Tasks to complete |
a – Answer these from the TaskCompletionSource thread, one line each, marked to match:
(i) What type argument does the asker's PageDownloader use for its TaskCompletionSource field?
(ii) What does the answer say WebBrowser.Navigate returns?
(iii) What type argument does the answer's version of PageDownloader use for its TaskCompletionSource field?
b – List every member declared in the asker's PageDownloader class in the TaskCompletionSource thread.
c – Resume the TaskCompletionSource thread from its last line onward.

Source document |
+++
0

Trying to wrap my head around TaskCompletionSource. Here is a little class I wrote to synchronously (WebBrowser.Navigate() is async) download a webpage and return it to the caller. I'm not sure if I have used TaskCompletionSource correctly. Can someone please indicate what I'm missing here, or if this is entirely an over-engineered solution?

class PageDownloader
{
  private WebBrowser _WB = new WebBrowser();
  private TaskCompletionSource<bool> tcs = new TaskCompletionSource<bool>();

  public PageDownloader()
  {
    _WB.LoadCompleted += _WB_LoadCompleted;
  }

  public string Download(string url)
  {
    _WB.Navigate(new Uri(url));

    tcs.Task.Wait();

    if (tcs.Task.IsCanceled || tcs.Task.IsFaulted)
      return null;
    else
      return (_WB.Document as mshtml.HTMLDocument).body.innerHTML;
  }

  private void _WB_LoadCompleted(object sender, System.Windows.Navigation.NavigationEventArgs e)
  {
    var docTemp = _WB.Document as mshtml.HTMLDocument;
    foreach (mshtml.IHTMLImgElement imgElemt in docTemp.images)
      imgElemt.src = "";

    tcs.SetResult(true);
  }
}
dotNET
  • 33,414
  • 24
  • 162
  • 251
  • Shouldn't the Download method be async so you can actually await it? – mm8 Aug 29 '17 at 13:34
  • @mm8: No. That's the whole point of the class. I'm trying to create a "sync" version of it. – dotNET Aug 29 '17 at 13:35
  • Then you might as well handle the LoadCompleted event of the WebBrowser Control directly, can't you? – mm8 Aug 29 '17 at 13:37
  • @mm8: Yeah and I actually am handling it above. The only problem is to somehow hold the code immediately after the `Navigate()` line and let it through only after the `LoadCompleted` event handler has completed (no puns). I was hoping to use `TaskCompletionSource` for that purpose. – dotNET Aug 29 '17 at 13:52
  • You can't "hold" when calling Navigate() since this method doesn't return anything. That's why you should await your Download method. See my answer. – mm8 Aug 29 '17 at 13:59

2 Answers2

1

I am not sure what you mean by async here but the WebBrowser.Navigate method simply returns void and cannot be awaited using the async/await keywords that were introduced in C#5. It kicks of a navigation operation and returns immediately and you should subscribe to the LoadCompleted event handler if you want to do something once the navigation has actually completed. So far so good.

Using a TaskCompletionSource<T> you could actually make the Download method in your class async so you can actually await the result. You probably also want to to catch any exception that may occur in your LoadCompleted event handler:

class PageDownloader
{
    private WebBrowser _WB = new WebBrowser();
    private TaskCompletionSource<string> tcs = new TaskCompletionSource<string>();

    public PageDownloader()
+++
Supplied information |
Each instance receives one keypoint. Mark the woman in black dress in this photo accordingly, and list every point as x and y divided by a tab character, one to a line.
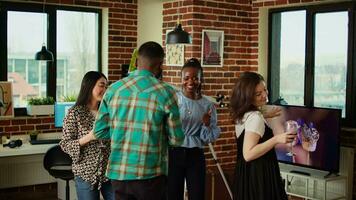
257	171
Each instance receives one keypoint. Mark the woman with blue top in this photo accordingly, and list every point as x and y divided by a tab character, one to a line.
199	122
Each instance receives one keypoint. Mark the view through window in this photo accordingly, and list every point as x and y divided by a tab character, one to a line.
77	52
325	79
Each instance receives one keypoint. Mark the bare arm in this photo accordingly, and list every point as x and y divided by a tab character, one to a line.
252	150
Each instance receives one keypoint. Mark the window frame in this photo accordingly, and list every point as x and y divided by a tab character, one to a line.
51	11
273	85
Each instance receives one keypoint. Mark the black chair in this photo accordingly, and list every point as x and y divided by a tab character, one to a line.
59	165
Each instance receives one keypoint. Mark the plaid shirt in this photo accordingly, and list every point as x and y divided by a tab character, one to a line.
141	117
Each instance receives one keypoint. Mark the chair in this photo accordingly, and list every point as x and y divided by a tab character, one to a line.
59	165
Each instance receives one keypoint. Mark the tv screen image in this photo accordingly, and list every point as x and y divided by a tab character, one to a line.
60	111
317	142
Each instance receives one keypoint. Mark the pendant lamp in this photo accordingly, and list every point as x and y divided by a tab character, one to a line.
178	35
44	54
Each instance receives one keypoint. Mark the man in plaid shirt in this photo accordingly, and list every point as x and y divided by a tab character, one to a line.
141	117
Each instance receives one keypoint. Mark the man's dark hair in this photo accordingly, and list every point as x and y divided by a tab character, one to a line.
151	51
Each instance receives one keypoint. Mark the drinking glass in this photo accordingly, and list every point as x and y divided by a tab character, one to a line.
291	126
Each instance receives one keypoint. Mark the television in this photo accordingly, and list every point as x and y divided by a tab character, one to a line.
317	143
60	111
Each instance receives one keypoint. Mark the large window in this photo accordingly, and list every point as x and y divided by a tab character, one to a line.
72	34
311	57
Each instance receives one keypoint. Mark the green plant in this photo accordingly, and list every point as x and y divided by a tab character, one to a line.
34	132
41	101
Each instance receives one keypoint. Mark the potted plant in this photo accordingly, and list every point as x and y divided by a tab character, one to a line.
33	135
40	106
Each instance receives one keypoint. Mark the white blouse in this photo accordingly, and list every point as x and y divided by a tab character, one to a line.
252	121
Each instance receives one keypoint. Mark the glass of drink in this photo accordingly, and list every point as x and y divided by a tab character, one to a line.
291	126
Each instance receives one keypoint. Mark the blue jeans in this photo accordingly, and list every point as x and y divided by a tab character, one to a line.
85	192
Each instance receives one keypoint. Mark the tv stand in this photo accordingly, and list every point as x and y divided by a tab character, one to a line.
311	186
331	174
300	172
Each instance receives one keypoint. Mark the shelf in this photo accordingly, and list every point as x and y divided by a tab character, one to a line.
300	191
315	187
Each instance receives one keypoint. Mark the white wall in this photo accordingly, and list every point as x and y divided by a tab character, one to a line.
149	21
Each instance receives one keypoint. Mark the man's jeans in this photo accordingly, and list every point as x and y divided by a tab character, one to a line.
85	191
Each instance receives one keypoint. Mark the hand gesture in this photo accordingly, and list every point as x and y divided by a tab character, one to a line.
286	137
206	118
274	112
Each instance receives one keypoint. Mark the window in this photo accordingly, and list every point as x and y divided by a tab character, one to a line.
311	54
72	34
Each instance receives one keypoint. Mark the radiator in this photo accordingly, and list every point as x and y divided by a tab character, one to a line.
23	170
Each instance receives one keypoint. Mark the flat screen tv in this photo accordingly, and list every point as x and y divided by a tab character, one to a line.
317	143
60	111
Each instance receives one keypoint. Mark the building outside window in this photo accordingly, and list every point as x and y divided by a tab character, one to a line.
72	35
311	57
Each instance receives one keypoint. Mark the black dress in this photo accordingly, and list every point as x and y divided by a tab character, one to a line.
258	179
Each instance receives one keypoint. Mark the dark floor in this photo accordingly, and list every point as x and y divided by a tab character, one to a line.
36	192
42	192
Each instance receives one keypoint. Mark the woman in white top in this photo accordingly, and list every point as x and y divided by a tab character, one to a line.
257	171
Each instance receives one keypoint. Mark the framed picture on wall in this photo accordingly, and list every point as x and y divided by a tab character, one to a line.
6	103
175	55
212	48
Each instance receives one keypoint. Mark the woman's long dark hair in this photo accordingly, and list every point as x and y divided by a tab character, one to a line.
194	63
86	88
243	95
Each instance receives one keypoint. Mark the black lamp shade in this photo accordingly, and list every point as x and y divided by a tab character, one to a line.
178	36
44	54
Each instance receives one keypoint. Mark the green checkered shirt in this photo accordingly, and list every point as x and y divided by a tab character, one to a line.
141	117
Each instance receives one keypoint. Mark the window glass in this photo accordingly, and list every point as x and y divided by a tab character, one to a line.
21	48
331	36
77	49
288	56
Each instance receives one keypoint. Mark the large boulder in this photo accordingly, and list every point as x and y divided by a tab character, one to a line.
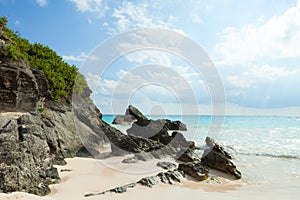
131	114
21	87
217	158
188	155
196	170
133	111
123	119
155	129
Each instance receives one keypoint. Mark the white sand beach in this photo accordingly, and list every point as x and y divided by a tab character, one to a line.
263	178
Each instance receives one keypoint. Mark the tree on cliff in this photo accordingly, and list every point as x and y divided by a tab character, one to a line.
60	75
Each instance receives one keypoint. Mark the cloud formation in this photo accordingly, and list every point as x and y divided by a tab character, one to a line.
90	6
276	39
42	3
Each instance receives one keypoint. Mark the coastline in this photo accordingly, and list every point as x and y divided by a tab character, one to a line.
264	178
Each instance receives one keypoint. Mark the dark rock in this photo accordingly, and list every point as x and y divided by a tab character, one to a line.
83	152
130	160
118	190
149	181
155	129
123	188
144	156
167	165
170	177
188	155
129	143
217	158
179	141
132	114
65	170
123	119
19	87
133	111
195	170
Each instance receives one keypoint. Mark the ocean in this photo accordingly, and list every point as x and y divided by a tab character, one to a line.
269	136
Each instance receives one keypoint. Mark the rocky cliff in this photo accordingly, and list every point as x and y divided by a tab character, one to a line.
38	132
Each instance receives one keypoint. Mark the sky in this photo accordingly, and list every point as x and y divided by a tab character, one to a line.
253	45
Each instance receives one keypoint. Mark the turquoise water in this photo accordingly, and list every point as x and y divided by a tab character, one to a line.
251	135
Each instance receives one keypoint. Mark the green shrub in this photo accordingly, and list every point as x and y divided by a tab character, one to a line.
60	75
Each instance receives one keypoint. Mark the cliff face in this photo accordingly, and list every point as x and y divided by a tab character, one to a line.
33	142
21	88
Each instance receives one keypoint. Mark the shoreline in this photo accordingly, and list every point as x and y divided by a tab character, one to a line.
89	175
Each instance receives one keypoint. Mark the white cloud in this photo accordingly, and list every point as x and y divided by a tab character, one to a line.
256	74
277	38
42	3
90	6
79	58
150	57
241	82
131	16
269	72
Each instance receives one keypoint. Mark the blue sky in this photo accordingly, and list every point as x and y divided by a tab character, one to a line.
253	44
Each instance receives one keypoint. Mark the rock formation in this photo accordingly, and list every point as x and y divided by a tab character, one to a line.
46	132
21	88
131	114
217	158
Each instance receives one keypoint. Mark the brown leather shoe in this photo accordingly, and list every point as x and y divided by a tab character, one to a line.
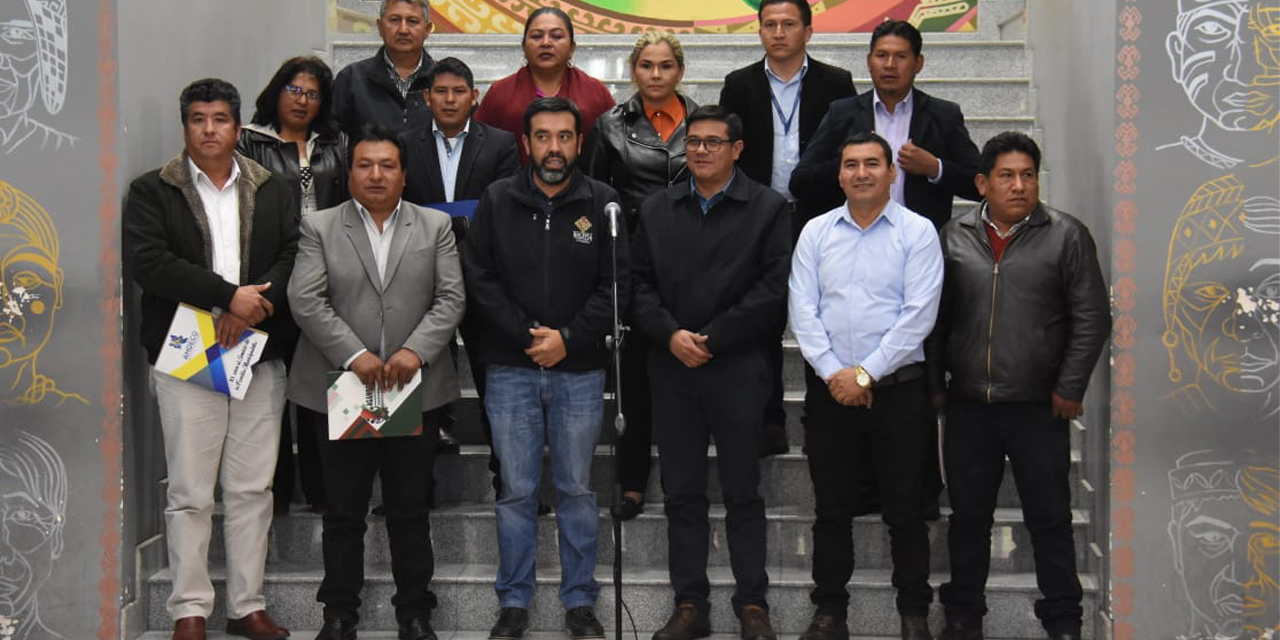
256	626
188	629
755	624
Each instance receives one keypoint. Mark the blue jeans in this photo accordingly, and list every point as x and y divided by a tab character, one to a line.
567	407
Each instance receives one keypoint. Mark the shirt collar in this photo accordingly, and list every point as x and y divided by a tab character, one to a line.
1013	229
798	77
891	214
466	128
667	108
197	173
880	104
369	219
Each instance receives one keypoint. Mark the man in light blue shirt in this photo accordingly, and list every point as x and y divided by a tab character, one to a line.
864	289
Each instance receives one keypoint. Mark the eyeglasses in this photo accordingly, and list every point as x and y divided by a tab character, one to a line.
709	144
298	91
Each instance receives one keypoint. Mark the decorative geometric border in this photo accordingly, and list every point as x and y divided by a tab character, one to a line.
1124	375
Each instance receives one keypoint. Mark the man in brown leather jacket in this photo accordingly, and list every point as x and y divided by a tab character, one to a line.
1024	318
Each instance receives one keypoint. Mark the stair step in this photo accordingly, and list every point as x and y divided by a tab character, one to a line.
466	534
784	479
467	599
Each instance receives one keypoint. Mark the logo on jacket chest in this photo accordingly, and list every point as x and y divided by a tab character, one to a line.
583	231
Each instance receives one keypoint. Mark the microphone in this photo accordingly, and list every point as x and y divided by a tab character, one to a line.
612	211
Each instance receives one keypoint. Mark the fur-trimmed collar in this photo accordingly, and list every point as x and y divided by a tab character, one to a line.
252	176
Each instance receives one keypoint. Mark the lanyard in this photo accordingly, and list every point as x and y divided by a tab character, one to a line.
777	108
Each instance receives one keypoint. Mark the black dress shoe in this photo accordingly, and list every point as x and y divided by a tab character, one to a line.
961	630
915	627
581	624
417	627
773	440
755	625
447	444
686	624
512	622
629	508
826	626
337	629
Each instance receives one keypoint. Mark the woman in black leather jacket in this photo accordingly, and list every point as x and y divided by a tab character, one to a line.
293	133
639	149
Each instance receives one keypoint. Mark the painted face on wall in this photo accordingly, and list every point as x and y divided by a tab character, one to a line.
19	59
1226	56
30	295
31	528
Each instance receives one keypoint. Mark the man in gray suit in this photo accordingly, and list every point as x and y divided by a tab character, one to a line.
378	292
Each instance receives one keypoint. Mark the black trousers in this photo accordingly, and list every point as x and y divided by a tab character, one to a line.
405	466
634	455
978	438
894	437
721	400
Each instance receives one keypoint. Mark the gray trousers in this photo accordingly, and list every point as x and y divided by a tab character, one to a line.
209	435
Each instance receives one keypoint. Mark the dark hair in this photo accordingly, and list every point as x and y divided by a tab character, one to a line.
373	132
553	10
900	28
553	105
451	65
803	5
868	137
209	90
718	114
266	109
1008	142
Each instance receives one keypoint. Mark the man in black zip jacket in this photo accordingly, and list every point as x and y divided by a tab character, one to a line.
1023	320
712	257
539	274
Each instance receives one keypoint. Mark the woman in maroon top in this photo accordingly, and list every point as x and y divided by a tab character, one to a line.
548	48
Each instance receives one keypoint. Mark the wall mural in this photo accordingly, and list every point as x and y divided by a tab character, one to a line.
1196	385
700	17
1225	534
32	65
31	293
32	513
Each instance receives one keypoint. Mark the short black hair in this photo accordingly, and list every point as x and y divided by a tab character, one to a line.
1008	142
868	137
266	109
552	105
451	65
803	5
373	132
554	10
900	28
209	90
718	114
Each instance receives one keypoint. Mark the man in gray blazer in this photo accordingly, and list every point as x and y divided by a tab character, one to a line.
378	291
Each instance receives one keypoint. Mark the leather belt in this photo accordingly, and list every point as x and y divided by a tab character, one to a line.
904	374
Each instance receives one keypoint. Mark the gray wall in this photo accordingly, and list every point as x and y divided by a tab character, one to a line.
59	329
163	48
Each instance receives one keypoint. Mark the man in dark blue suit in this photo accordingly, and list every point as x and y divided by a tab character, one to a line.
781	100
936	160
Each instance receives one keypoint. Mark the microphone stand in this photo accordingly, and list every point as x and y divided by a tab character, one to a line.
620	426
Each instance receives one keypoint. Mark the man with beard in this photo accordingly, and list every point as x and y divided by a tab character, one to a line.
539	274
+++
Written answers |
a –
(i) bool
(ii) void
(iii) string

b –
- _WB (WebBrowser field)
- tcs (TaskCompletionSource<bool> field)
- PageDownloader() (constructor)
- Download(string url) (method)
- _WB_LoadCompleted(object sender, System.Windows.Navigation.NavigationEventArgs e) (method)

c –
    {
        _WB.LoadCompleted += _WB_LoadCompleted;
    }

    public async Task<string> DownloadAsync(string url)
    {
        _WB.Navigate(new Uri(url));

        await tcs.Task.ConfigureAwait(false);

        if (tcs.Task.IsCanceled || tcs.Task.IsFaulted)
            return null;
        else
            return tcs.Task.Result;
    }

    private void _WB_LoadCompleted(object sender, System.Windows.Navigation.NavigationEventArgs e)
    {
        try
        {
            var docTemp = _WB.Document as mshtml.HTMLDocument;
            foreach (mshtml.IHTMLImgElement imgElemt in docTemp.images)
                imgElemt.src = "";

            tcs.SetResult(docTemp.body.innerHTML);
        }
        catch(Exception ex)
        {
            tcs.SetException(ex);
        }
    }
}

Usage:

PageDownloader downloader = new PageDownloader();
string html = await downloader.DownloadAsync("http://stackoverflow.com");
//or if you want to block synchronously
string html = downloader.DownloadAsync("http://stackoverflow.com").Result;

You could perhaps also create a sync overload in your class:

public string Download(string url)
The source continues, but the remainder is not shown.